(Set problem) Gather every line of the data below that contains the word "garage", and copy each one in full.

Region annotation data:
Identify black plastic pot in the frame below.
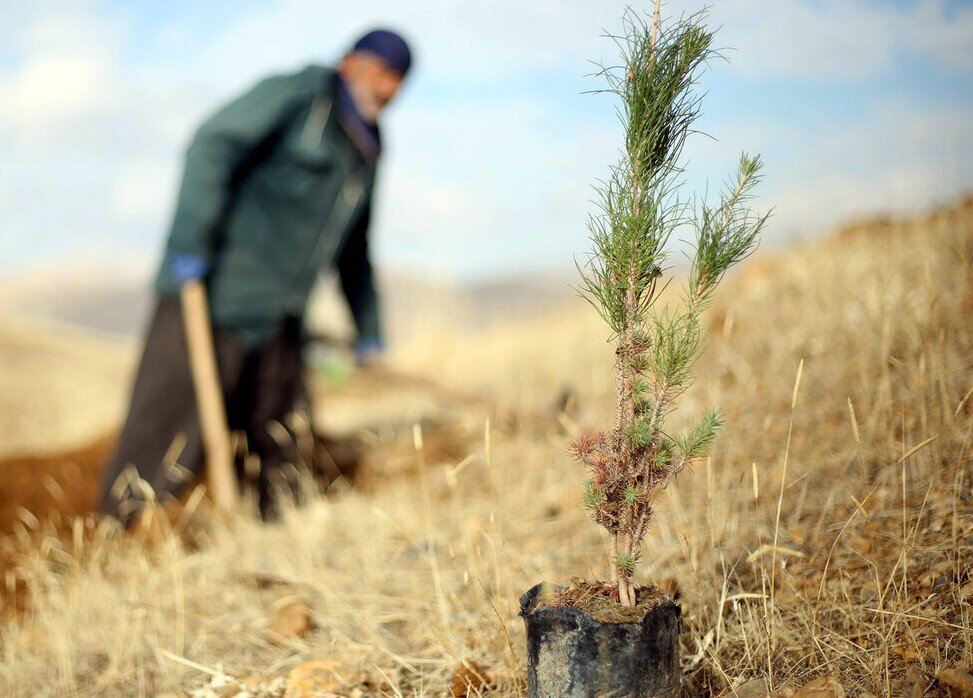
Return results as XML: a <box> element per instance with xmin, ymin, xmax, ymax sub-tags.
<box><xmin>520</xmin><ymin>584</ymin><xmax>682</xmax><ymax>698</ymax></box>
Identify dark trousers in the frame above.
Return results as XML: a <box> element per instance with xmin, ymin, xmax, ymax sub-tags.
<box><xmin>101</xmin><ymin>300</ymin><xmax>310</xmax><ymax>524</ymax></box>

--

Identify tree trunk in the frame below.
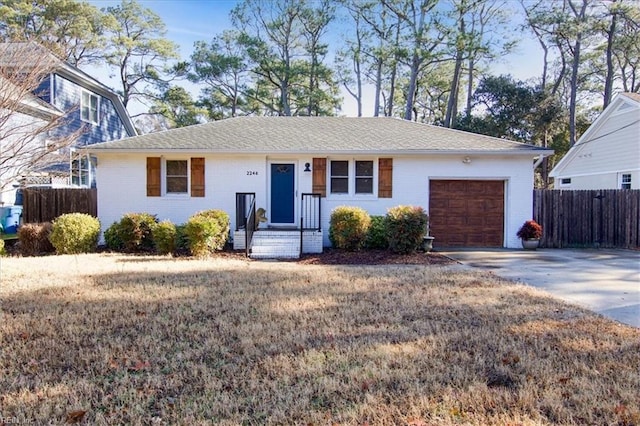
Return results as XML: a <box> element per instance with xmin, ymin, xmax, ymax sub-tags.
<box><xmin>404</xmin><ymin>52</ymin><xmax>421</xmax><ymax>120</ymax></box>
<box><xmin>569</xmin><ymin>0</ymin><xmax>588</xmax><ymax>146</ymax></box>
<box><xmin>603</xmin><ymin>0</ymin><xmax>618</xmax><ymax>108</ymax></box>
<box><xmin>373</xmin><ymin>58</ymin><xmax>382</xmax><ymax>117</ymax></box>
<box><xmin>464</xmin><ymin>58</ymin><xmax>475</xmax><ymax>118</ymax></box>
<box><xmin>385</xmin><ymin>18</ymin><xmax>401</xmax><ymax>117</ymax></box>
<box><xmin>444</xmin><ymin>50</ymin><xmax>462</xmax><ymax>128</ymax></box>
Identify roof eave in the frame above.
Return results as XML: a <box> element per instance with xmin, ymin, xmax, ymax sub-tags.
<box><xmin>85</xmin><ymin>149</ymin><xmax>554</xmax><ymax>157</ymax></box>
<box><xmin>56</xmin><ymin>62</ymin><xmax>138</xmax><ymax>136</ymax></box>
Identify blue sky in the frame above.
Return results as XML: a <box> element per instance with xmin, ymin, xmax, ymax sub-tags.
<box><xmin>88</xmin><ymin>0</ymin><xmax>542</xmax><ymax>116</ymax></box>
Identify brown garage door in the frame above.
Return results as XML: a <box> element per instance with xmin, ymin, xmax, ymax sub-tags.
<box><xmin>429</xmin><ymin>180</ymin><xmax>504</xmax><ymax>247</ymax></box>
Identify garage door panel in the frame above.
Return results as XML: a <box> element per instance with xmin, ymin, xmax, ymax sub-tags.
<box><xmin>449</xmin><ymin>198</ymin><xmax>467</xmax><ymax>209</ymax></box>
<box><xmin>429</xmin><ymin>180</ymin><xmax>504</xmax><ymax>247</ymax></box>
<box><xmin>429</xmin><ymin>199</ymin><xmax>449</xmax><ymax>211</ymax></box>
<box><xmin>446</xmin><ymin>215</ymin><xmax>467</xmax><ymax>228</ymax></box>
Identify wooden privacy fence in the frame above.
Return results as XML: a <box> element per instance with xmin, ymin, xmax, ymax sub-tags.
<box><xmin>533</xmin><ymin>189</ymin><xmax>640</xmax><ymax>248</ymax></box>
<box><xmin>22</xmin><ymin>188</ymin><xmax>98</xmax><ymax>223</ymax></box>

(Solution to the problem)
Identify brown garage door in the frame above.
Identify garage door panel in the frame above.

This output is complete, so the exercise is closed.